指示:
• 1. 抜粋を読み、次の問いに答えてください。
(a) 世俗主義はどのように定義されていますか。
(b) 空港で宗教を聞かれたとき、信徒代表は何と答えましたか。
(c) イザヤ65:2の引用で、神が終日手を差し伸べている相手はどう書かれていますか。
• 2. 抜粋のうち、「キリストのことばは全地に響き」から「みを起こさせた」(19)と。」までを、両端の語句も含めてそのまま書き写してください。
• 3. 抜粋の中で丸括弧に入れて示された聖書の箇所を、出てくる順にすべて挙げてください。

== ページ抜粋 ==

一方、今日の日本の教会は偶像礼拝もさることながら、むしろ「相対的世俗主義」と、向き合わされています。世俗主義とは「宗教的な考えや制度が社会的意義を失ってゆく過程」と定義できます。(ローザンヌ宣教 伝送と世俗化)生活が貧しく厳しい時代は社会不安も強いため、宗教活動は活発で信仰も熱心で結束力も強くなる傾向があります。しかし、裕福になり個人化が進むにつれ、人々の精神世界は次第に無宗教的要素が濃くなってきます。宗教を完全に否定はしないけれどその価値は次第にうすめられ、したがって深くコミットしようとはしません。たとえば今日、京都の神社や仏閣はもはやその多くが信仰の対象ではなく、京都の風物詩や古都京都の背景にすぎなくなりつつあります。宗教の空洞化が進んでいるのです。
あるお坊さんが檀家の信徒代表と海外慰問旅行に出かけたそうです。空港で入管の職員が「あなたの宗教は」とたずねてきたので、つい本音が出たのでしょうか、この信徒代表さんは「無神論です」と答えてしまったそうです。入国官と問答になり困った住職さんは「わたしたちは無を信じる宗教者です」と答えてなんとか入国させてもらったそうです。
こういう世俗化の中では、伝道してもはっきりとした応答がかえってきません。「ああそう、それがどうしたの」「フーン、熱心ね」で軽く済まされてしまいます。まさにぬかに釘、暖簾に腕押しのような得体の知れない手ごたえのなさをかんじさせられ、かえって霊的な疲れさえ覚えます。私たちはこのような「世俗化・相対主義」の只中でキリストの福音を語り続けなければなりません。真の伝道には苦悩が伴いますが、パウロもイザヤもエレミヤもこの苦悩を知っていたことを思い励ましとさせていただきましょう。
2 伝道者の希望
しかしパウロはイスラエルの不信仰に対して、なお希望を失いませんでした。
キリストのことばは全地に響き渡っているので、聞いて信じる機会は決して閉ざされてはいないからです。「そのことばは全地に響き渡り、そのことばは地の果てまで届いた」(18)
イスラエルの不信仰には神の隠れたご計画があり、つまづいていることにも「意味」があるからです。モーセやイザヤの言葉を引用してパウロは二つの意味を語っています。「神は異邦人にご自分を啓示され」(20−21)、神の民イスラエルに「ねたみを起こさせた」(19)と。
そして最後に、神は「不従順で反逆する民に向かって、終日、わたしの手を差し伸べている」(イザヤ65:2)と、神の恵みと選びの普遍性を改めて強調しました。
不従順で反抗する民だけれど、それでも神の「哀れみとすくいの手は日夜さし伸ばされている」(21)。これがパウロの希望であり、伝道の力でした。

===
== データ一覧 ==

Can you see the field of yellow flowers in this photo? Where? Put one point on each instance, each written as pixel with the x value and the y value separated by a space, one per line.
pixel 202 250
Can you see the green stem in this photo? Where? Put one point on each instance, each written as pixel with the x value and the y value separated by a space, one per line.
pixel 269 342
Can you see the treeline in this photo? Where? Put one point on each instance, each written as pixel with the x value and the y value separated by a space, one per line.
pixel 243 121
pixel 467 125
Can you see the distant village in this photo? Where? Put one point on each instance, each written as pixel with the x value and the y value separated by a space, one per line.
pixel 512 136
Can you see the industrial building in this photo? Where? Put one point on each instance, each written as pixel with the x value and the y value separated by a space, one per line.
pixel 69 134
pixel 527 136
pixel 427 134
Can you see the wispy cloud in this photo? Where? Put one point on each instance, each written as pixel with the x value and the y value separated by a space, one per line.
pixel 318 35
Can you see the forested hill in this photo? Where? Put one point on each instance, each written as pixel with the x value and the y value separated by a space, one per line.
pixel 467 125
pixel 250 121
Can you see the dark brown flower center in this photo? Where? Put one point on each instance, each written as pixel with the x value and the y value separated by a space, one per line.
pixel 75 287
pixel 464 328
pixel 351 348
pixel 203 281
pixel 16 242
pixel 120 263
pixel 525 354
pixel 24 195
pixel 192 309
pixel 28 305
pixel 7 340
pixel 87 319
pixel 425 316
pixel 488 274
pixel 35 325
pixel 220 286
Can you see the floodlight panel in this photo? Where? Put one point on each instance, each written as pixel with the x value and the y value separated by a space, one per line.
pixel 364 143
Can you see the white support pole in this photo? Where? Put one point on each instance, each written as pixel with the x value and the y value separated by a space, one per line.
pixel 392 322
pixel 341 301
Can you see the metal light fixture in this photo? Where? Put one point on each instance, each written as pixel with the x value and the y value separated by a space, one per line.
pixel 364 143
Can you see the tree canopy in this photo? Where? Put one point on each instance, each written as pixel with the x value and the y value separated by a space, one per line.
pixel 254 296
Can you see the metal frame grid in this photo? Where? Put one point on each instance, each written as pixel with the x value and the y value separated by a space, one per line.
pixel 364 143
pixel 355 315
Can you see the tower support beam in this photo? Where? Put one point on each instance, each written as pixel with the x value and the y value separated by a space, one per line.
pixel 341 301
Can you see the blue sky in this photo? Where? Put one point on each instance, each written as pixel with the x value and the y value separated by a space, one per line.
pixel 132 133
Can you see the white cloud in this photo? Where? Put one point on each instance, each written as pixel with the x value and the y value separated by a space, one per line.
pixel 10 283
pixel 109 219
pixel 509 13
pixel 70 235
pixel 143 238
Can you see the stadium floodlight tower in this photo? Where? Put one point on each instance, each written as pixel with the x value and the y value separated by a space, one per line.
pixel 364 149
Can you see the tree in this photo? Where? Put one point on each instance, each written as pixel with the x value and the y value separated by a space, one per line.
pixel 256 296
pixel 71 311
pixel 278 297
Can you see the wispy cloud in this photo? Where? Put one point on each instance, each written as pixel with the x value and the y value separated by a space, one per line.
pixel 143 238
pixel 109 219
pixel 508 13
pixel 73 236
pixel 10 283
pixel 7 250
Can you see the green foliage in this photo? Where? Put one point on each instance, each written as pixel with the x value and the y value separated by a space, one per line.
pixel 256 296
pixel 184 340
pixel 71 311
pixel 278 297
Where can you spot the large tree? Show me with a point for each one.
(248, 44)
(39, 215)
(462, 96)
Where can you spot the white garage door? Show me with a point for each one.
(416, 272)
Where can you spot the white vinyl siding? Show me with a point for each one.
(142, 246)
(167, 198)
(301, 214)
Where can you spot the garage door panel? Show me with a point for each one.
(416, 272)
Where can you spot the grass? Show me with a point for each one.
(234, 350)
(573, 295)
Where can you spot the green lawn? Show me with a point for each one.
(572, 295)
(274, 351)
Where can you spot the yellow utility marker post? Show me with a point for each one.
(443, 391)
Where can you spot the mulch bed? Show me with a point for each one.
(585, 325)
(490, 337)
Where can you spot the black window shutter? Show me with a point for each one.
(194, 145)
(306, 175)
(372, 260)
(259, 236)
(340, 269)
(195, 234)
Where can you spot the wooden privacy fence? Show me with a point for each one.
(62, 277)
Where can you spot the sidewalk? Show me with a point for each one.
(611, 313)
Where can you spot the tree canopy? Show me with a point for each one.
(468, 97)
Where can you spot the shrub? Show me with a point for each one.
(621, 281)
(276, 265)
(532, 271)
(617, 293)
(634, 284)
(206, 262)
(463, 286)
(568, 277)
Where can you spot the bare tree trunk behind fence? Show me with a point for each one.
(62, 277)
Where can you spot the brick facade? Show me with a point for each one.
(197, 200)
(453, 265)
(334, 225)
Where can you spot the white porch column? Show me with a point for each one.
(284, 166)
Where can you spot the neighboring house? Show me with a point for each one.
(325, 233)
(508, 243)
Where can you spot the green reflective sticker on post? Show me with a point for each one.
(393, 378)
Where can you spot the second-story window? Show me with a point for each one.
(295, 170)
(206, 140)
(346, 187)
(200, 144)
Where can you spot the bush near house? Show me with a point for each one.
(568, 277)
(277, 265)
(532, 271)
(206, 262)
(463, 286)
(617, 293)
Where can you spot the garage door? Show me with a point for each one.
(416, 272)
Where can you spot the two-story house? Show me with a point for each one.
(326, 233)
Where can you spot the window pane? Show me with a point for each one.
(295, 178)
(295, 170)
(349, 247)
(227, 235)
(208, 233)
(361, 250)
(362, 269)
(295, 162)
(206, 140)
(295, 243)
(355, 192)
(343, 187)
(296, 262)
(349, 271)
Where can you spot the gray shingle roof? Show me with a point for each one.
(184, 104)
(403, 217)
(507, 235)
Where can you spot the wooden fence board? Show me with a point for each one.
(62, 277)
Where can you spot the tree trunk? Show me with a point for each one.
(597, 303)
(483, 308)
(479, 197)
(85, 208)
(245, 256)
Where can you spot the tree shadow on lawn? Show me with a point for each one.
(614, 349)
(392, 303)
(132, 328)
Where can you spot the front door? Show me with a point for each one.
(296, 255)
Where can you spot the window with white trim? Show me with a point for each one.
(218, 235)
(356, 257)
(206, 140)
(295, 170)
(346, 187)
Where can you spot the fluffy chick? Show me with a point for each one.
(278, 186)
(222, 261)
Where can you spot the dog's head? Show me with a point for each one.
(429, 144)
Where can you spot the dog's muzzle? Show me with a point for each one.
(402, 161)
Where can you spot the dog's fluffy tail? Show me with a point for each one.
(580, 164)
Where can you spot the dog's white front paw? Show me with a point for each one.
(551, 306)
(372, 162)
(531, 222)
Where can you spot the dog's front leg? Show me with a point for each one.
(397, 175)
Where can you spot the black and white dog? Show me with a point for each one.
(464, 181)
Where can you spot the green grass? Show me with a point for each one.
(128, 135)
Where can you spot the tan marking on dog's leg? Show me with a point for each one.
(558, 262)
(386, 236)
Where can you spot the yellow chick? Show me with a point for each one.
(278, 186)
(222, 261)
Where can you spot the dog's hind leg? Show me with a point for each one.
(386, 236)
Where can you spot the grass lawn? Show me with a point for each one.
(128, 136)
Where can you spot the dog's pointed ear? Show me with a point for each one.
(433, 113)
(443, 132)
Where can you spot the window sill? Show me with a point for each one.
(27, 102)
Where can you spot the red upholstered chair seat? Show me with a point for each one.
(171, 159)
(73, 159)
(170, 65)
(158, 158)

===

答え一覧:
• 1.
(a) 「宗教的な考えや制度が社会的意義を失ってゆく過程」
(b) 「無神論です」
(c) 「不従順で反逆する民」

• 2.
キリストのことばは全地に響き渡っているので、聞いて信じる機会は決して閉ざされてはいないからです。「そのことばは全地に響き渡り、そのことばは地の果てまで届いた」(18)
イスラエルの不信仰には神の隠れたご計画があり、つまづいていることにも「意味」があるからです。モーセやイザヤの言葉を引用してパウロは二つの意味を語っています。「神は異邦人にご自分を啓示され」(20−21)、神の民イスラエルに「ねたみを起こさせた」(19)と。

• 3.
(18)
(20−21)
(19)
(イザヤ65:2)
(21)